→ About this task: After finding the line that includes "Where can the red and white helmet" in the records below, transcribe it and each line after it through the last, exactly, and add nothing.

Region pointing data
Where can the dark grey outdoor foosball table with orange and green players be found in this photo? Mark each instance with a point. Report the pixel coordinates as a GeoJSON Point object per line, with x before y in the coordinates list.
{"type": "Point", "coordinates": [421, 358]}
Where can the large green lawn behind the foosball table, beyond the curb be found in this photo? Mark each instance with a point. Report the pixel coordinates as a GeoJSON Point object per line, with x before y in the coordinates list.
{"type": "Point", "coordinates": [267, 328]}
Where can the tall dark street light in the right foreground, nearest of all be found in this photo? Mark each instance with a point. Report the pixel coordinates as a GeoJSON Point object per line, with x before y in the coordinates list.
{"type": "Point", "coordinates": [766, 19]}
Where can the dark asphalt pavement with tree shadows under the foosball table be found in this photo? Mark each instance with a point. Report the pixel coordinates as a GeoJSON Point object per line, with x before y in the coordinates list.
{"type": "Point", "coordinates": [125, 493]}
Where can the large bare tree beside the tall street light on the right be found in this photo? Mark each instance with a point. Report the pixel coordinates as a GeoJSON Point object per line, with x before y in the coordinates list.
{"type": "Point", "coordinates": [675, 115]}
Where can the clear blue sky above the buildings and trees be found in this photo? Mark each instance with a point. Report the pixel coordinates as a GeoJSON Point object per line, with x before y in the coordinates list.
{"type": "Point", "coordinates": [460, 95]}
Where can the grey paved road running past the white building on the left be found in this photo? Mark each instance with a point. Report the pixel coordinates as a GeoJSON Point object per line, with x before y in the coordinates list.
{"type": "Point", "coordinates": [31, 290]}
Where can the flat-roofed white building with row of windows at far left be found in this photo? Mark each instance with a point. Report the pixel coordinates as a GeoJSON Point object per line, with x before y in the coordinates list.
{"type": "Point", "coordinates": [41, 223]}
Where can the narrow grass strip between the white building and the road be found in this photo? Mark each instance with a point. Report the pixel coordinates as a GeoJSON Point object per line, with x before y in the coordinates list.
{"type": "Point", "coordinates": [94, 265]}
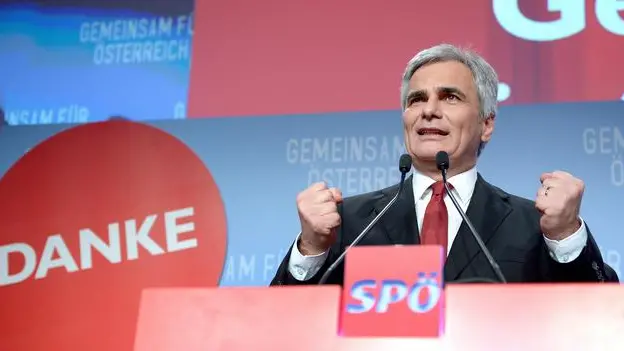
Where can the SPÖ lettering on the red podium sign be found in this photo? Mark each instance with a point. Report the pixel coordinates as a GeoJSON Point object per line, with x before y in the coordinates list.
{"type": "Point", "coordinates": [420, 296]}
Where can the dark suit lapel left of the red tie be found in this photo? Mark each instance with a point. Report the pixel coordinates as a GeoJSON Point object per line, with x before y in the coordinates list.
{"type": "Point", "coordinates": [399, 222]}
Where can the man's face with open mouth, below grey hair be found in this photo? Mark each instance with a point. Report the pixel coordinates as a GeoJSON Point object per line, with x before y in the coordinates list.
{"type": "Point", "coordinates": [442, 114]}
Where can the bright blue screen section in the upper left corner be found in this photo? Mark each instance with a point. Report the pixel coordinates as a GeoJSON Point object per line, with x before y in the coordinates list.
{"type": "Point", "coordinates": [75, 62]}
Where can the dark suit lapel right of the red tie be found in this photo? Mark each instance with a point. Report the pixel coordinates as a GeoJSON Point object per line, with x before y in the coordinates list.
{"type": "Point", "coordinates": [487, 210]}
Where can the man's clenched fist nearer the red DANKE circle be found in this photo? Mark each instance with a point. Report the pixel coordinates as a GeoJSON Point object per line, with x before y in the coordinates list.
{"type": "Point", "coordinates": [318, 213]}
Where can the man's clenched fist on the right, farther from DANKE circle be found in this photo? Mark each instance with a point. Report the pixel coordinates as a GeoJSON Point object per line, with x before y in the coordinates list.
{"type": "Point", "coordinates": [559, 201]}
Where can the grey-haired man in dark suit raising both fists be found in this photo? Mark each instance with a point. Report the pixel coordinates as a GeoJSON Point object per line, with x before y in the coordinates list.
{"type": "Point", "coordinates": [449, 98]}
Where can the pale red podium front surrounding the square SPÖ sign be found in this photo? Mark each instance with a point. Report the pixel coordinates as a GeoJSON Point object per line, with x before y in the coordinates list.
{"type": "Point", "coordinates": [478, 317]}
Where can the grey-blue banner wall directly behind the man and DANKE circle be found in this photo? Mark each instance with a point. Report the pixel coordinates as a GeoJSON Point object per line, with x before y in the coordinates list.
{"type": "Point", "coordinates": [260, 164]}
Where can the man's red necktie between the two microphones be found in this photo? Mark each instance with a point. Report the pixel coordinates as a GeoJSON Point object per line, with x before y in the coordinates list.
{"type": "Point", "coordinates": [435, 223]}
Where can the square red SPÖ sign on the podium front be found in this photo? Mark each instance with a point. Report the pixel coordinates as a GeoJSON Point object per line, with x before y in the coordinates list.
{"type": "Point", "coordinates": [393, 291]}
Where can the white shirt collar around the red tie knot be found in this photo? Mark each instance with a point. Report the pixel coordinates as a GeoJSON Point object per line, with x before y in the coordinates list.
{"type": "Point", "coordinates": [463, 185]}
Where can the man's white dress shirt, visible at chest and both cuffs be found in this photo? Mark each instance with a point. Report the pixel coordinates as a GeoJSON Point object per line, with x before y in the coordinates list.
{"type": "Point", "coordinates": [305, 267]}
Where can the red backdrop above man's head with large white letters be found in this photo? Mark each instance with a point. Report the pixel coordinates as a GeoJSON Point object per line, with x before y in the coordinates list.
{"type": "Point", "coordinates": [282, 56]}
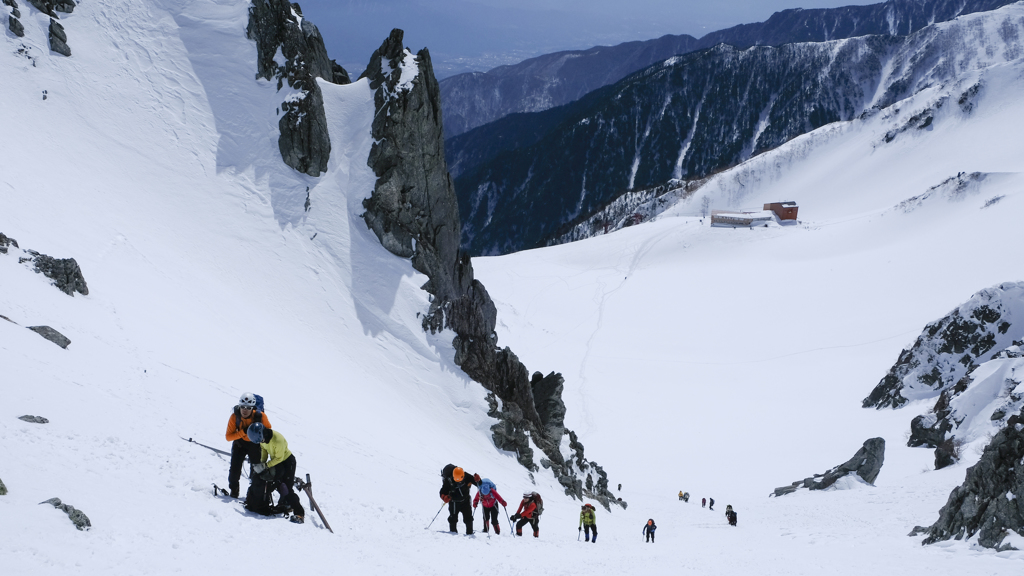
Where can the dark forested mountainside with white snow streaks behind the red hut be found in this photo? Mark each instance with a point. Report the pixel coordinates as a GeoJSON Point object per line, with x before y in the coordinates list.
{"type": "Point", "coordinates": [700, 113]}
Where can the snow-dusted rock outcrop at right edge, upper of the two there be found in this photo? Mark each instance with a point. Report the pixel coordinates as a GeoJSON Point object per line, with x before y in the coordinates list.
{"type": "Point", "coordinates": [951, 348]}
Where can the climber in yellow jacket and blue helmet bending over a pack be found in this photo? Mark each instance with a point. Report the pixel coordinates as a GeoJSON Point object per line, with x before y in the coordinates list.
{"type": "Point", "coordinates": [275, 473]}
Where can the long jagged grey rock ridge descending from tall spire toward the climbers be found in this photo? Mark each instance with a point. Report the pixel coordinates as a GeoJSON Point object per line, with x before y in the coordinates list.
{"type": "Point", "coordinates": [414, 213]}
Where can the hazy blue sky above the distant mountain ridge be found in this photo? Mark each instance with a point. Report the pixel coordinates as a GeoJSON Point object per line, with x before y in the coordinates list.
{"type": "Point", "coordinates": [466, 35]}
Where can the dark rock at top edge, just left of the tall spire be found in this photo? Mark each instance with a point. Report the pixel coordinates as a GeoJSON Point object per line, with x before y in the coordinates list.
{"type": "Point", "coordinates": [305, 142]}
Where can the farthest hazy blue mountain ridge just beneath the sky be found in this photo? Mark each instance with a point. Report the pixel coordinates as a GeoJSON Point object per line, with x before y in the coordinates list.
{"type": "Point", "coordinates": [549, 81]}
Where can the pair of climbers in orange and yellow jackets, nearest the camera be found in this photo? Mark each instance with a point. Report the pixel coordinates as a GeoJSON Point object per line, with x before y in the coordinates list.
{"type": "Point", "coordinates": [272, 465]}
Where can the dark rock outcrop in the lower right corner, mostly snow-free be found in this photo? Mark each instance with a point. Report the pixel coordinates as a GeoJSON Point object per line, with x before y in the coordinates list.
{"type": "Point", "coordinates": [989, 504]}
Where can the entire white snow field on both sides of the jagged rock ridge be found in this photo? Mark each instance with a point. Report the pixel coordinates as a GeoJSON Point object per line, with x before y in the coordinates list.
{"type": "Point", "coordinates": [720, 362]}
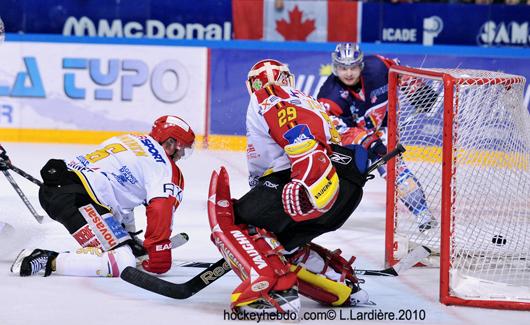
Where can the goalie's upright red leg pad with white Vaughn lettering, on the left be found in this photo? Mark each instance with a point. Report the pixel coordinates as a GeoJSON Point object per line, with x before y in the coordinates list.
{"type": "Point", "coordinates": [253, 253]}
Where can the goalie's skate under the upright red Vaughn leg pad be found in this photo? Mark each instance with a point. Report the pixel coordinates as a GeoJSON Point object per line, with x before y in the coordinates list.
{"type": "Point", "coordinates": [288, 300]}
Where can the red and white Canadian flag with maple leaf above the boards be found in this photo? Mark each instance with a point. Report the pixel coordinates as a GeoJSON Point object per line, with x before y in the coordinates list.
{"type": "Point", "coordinates": [298, 20]}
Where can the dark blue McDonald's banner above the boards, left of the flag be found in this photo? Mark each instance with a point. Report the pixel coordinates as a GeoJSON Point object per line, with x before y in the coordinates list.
{"type": "Point", "coordinates": [205, 19]}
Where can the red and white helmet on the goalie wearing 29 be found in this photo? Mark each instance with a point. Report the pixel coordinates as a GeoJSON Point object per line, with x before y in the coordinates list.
{"type": "Point", "coordinates": [266, 72]}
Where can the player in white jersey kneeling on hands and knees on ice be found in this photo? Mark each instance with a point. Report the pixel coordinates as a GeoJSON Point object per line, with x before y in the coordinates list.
{"type": "Point", "coordinates": [94, 194]}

→ Task result:
Where can the red and white helmet on the goalie wearing 29 be found in this photo? Mark each instance with a point. Report the pixel coordinates as a GeoJSON Point object per line, with x before y in the coordinates list.
{"type": "Point", "coordinates": [266, 72]}
Where can the player in white jersey kneeling on hands and knees on ice be found in this photo? Mark each instance with a point. Report the pixel coordinates as a GeoJSON Point object per line, with x before y in the coordinates list.
{"type": "Point", "coordinates": [94, 194]}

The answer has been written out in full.